◆ **Records for this exercise**
--

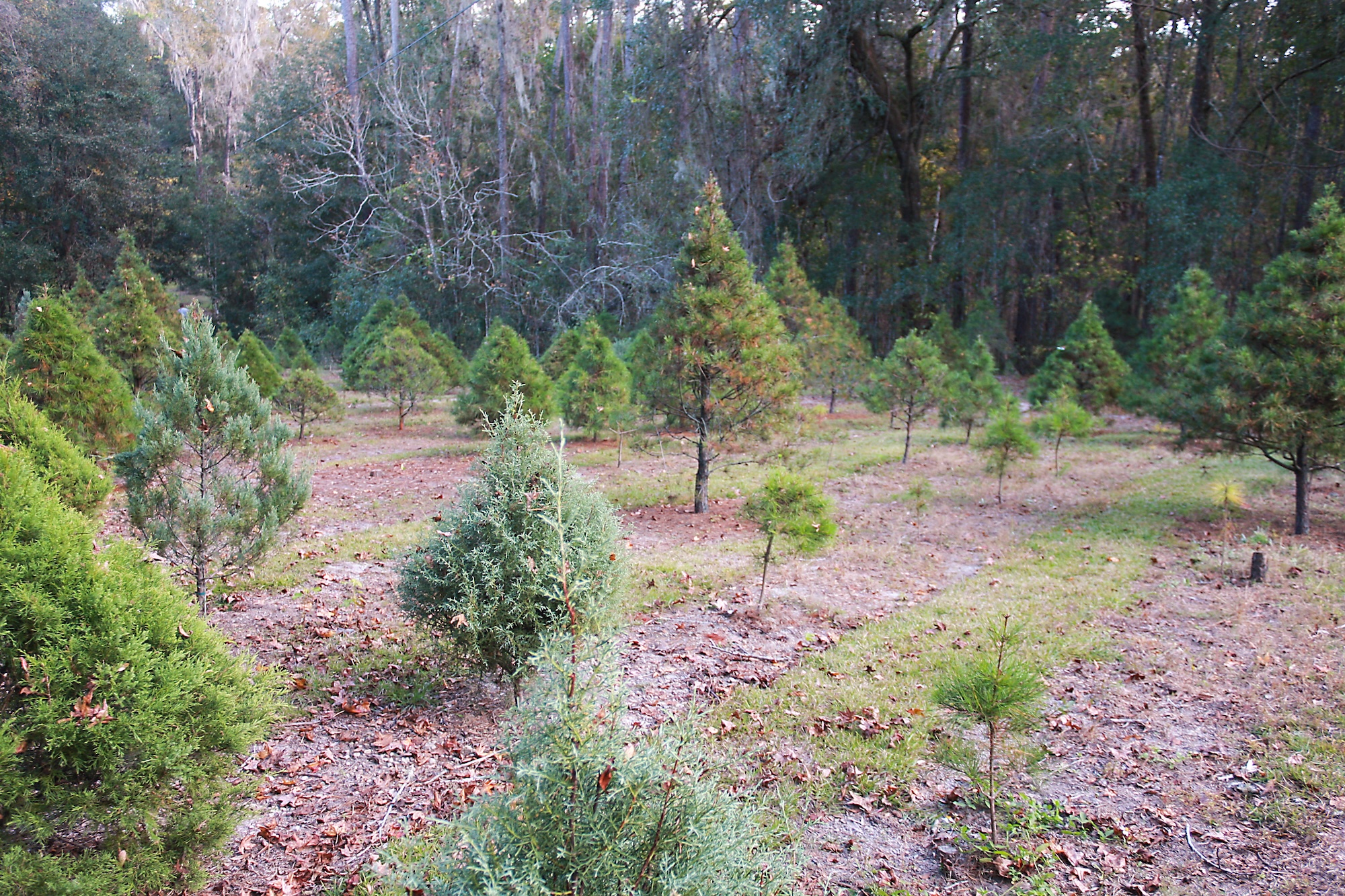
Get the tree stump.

--

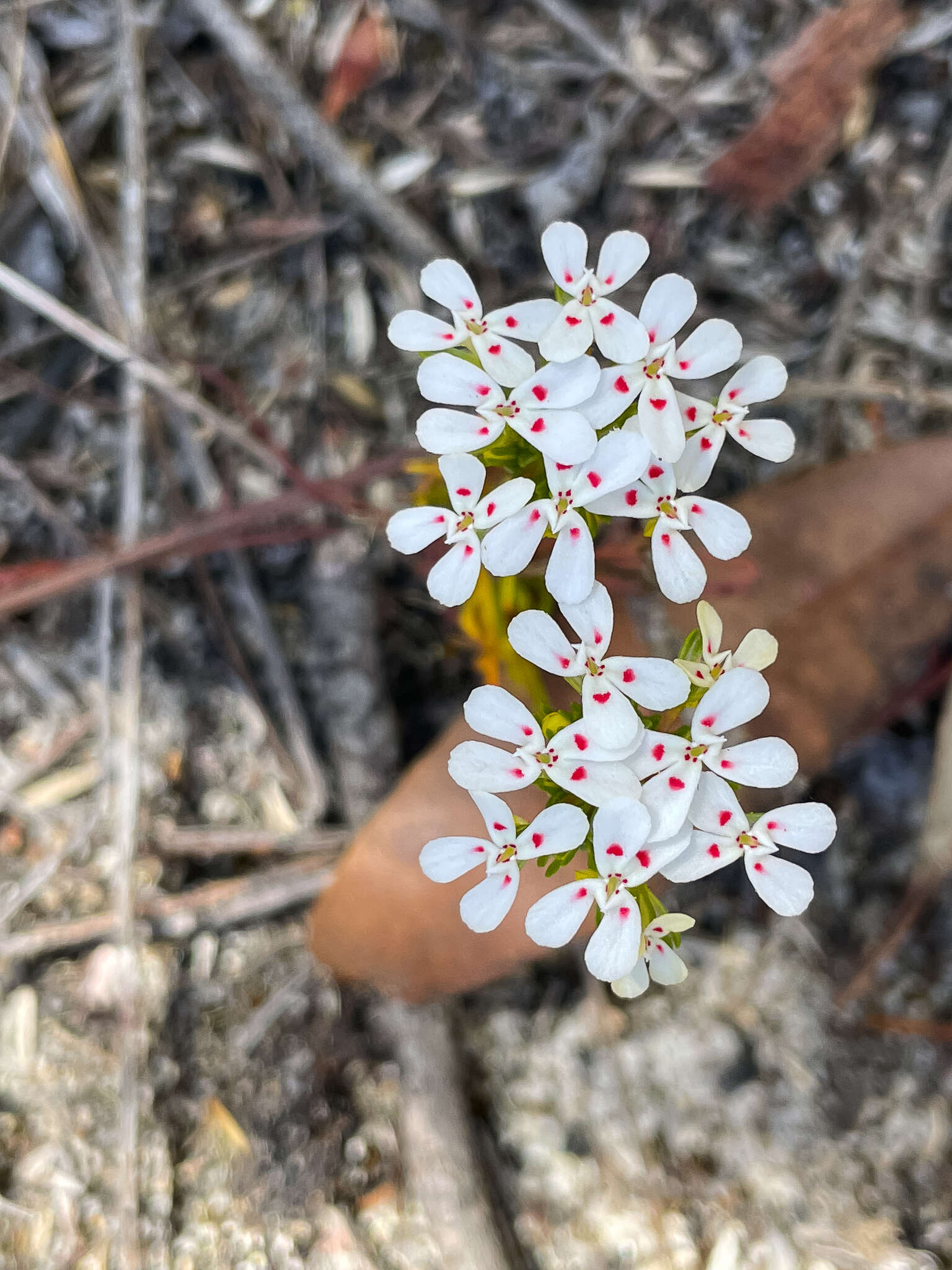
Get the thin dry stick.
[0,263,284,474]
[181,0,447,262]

--

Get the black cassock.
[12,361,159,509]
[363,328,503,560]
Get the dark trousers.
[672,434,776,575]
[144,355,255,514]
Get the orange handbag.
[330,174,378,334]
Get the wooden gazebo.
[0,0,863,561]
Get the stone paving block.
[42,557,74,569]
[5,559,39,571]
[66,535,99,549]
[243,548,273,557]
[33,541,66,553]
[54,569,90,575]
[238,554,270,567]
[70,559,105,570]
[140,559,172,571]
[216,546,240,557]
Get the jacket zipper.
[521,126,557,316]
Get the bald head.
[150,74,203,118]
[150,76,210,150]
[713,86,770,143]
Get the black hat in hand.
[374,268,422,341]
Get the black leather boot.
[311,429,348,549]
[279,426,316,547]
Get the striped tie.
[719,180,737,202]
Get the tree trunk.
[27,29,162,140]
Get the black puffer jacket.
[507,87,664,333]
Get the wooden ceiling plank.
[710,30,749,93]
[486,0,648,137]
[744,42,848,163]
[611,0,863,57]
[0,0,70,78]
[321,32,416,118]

--

◆ **Short exercise**
Lay out the stretch of records from the line containing "Get the dark trousers." through the line containing "[507,87,664,333]" as a two-column CSV with the header input,output. Give one row per record, with the text in input and its answer in output, each in a single quoted field and with line breaks turned into spaces.

◆ **Correct response**
input,output
"Get the dark trousers.","[672,434,776,575] [144,355,255,514]"
"Get the orange handbag.","[330,174,378,334]"
"Get the wooden gazebo.","[0,0,863,561]"
"Get the stone paving block.","[42,557,74,569] [5,559,39,571] [66,535,99,549] [243,548,273,557] [33,541,66,553] [54,569,90,575] [238,554,270,567] [70,559,105,570] [140,559,172,571] [216,546,240,557]"
"Get the jacket zipper.","[521,126,557,316]"
"Get the bald head.","[150,74,203,118] [150,76,210,150] [713,86,770,143]"
"Get the black hat in hand.","[374,268,422,341]"
"Get the black leather boot.","[311,429,348,549] [279,426,316,547]"
"Get the striped tie.","[719,180,737,202]"
"Get the tree trunk.","[27,29,162,140]"
"Get the black puffer jacket.","[507,87,664,333]"